(Natural language region descriptions)
===

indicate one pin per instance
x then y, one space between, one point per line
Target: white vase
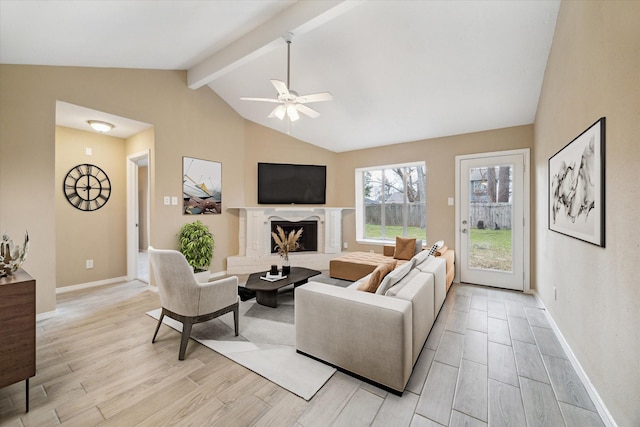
286 267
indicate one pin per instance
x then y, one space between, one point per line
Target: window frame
360 205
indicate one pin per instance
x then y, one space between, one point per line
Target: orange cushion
376 277
405 248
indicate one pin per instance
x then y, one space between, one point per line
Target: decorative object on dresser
17 329
11 255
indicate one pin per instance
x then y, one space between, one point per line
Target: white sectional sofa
376 336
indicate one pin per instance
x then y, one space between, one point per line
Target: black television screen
280 183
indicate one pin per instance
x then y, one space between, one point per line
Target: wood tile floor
491 359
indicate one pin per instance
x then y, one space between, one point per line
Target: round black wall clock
87 187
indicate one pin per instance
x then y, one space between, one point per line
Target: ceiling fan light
100 126
292 112
280 112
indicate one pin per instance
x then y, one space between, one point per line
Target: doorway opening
138 216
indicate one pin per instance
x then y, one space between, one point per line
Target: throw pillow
376 277
395 276
421 257
405 248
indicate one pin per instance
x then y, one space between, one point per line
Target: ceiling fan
290 102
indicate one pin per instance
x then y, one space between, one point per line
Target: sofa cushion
395 289
376 277
395 276
420 257
418 246
405 248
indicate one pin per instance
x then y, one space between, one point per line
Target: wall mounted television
281 183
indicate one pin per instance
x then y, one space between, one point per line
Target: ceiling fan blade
259 99
314 97
278 112
308 111
281 87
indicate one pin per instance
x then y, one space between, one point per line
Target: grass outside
490 249
373 231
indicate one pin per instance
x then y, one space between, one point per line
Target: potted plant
197 245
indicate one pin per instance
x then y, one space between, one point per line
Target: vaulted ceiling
398 70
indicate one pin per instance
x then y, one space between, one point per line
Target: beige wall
98 235
593 71
439 155
186 123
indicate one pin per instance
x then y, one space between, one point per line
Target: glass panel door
492 221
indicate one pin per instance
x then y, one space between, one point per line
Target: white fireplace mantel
254 235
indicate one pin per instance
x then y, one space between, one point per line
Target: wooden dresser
17 329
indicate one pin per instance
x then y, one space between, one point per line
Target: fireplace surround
255 242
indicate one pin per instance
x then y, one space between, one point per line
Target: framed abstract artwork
201 186
576 187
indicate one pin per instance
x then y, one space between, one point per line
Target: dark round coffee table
267 292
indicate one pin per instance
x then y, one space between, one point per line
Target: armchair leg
236 316
158 327
186 333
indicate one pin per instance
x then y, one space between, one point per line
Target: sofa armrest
369 335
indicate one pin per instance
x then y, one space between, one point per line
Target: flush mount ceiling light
99 126
290 102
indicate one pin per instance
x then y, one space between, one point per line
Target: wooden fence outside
417 214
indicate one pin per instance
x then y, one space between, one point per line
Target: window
390 202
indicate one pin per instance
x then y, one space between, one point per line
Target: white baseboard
72 288
604 413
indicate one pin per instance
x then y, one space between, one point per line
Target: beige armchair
187 301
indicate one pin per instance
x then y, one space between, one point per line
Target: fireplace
308 240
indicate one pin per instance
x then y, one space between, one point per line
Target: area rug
265 345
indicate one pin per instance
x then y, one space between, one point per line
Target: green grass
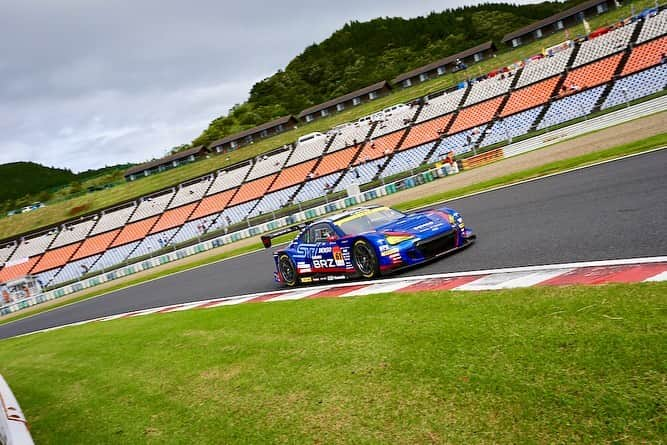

===

> **TASK TO COMPLETE**
With the pictures omitted, print each line of the data above precisely as given.

> **ANSWER TO THIS EXERCISE**
indicate one pin per instance
x then y, one space between, one point per line
Target: white vase
286 267
indicate one pin per instance
x then y, one space between, one point per line
Target: window frame
360 205
indicate one pin per instance
x then y, one space between, one point per line
Target: orange cushion
376 277
405 248
indicate one pin per instance
x then y, one space between, one point per line
Target: decorative object on dresser
17 329
11 255
indicate one pin per instance
x then y, one space between, one point per line
Target: white sectional sofa
376 336
indicate one pin per instance
x then y, one space between, one point per line
Target: black television screen
280 183
indicate one pin per instance
x then y, one space between, one point per line
Target: wood tile floor
491 359
indicate one pin per instance
x then y, one space between, one point per line
Target: round black wall clock
87 187
indicate one pin per instance
x then y, one space between, one point per line
Target: ceiling fan light
100 126
292 112
280 112
indicate one pin per instance
x then y, one space between, one point per line
Target: doorway opening
138 216
indicate one pin per instance
x then y, one space between, one point per line
Target: throw pillow
376 277
395 276
421 257
405 248
indicate one pin per instance
x then y, one space between, one point per line
Target: ceiling fan
290 102
indicate one pin per instance
x then y, one space between, one point per line
Target: sofa cushion
395 289
376 277
395 276
420 257
418 246
405 248
indicate one pin per instance
x then y, one space between, one point per line
Target: wall mounted television
281 183
indicate one pin per instance
x then y, one space between, one point per line
Target: ceiling fan blade
259 99
314 97
278 112
308 111
281 87
indicate one pin per instance
x then y, one space between, one point per line
Target: grass outside
490 249
373 231
indicate one pin per instance
x then y, one space between, one point per line
Target: potted plant
197 245
indicate one pin per instance
x then y, one space between, one point per line
Target: vaulted ceiling
398 70
indicate one pin per instance
x then y, one space between, one point per line
Target: beige wall
98 235
593 71
439 155
186 123
indicate one pin per instance
x then y, one space between, one point per line
Target: glass panel door
492 221
indicate one pin per instance
x then y, one space between, one point per line
Target: white fireplace mantel
254 235
indicate one pin per instance
x then y, one space between, one point per line
Target: wooden dresser
17 329
indicate one pin per instance
x then y, one space between, one point per line
Target: fireplace surround
255 242
indicate one pin per instance
x then y, one space between, one point per line
Target: framed abstract artwork
201 186
576 187
indicate one pin per instance
x then y, one space between, one point per line
Target: dark round coffee table
267 292
indicate one pin per instance
x then y, one space between, one point per line
Target: armchair leg
236 316
158 327
186 333
indicate one pin per instance
x then y, one space between, one point per line
Target: sofa armrest
369 335
indicate one pin per instance
x then y, one space between, one point per line
Target: flush mount ceiling light
99 126
290 102
indicate one pin per instance
x then y, one space between, one point per line
Target: wooden fence outside
417 214
indicate one pin per instance
x then y, one space between, one point per line
Target: window
390 202
indicate one pin per instance
x then y, one space between, one point per line
Target: white baseboard
72 288
604 413
indicate one pin per instance
x then y, one space between, one point per line
Target: beige armchair
187 301
indicate one pin per instance
x then y, one space between, one point per line
Target: fireplace
308 240
indicate one pin per instance
x then y, one space between, one point per line
Target: area rug
265 345
indicate one pin per instance
x then y, one space between, one point per line
Target: green grass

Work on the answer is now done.